ABOUT THIS EXERCISE
Translate this sentence from the film review of Grand Canary into Spanish: "The principal difference between the two stories is that, in 'Grand Canary', the exile is self-imposed."

--- TEXT SEGMENT Enclosed Below ---

Grand Canary (1934)
5/10
Feverish
12 October 2004
Warning: Spoilers
CONTAINS SPOILERS. 'Grand Canary' is based on a novel by Scots author A.J. Cronin, who specialised in stories about doctors caught in ethical crises. The star of this film is Warner Baxter, whom I usually like, but his performance here seems to be a practice run for his later role in 'The Prisoner of Shark Island'. In both films, Baxter plays a disgraced physician who redeems himself when an epidemic breaks out on a remote island where Baxter is in exile. The principal difference between the two stories is that, in 'Grand Canary', the exile is self-imposed. Also, 'Grand Canary' has got more women in it.

--- End of Enclosed TEXT SEGMENT ---
--- DATA SEGMENT Enclosed Below ---

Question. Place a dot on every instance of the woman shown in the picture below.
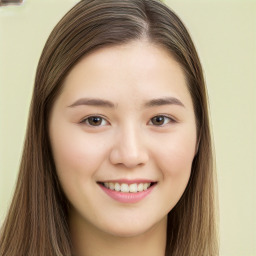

--- End of Enclosed DATA SEGMENT ---

RESULT FOR THIS TASK
La principal diferencia entre las dos historias es que, en 'Grand Canary', el exilio es autoimpuesto.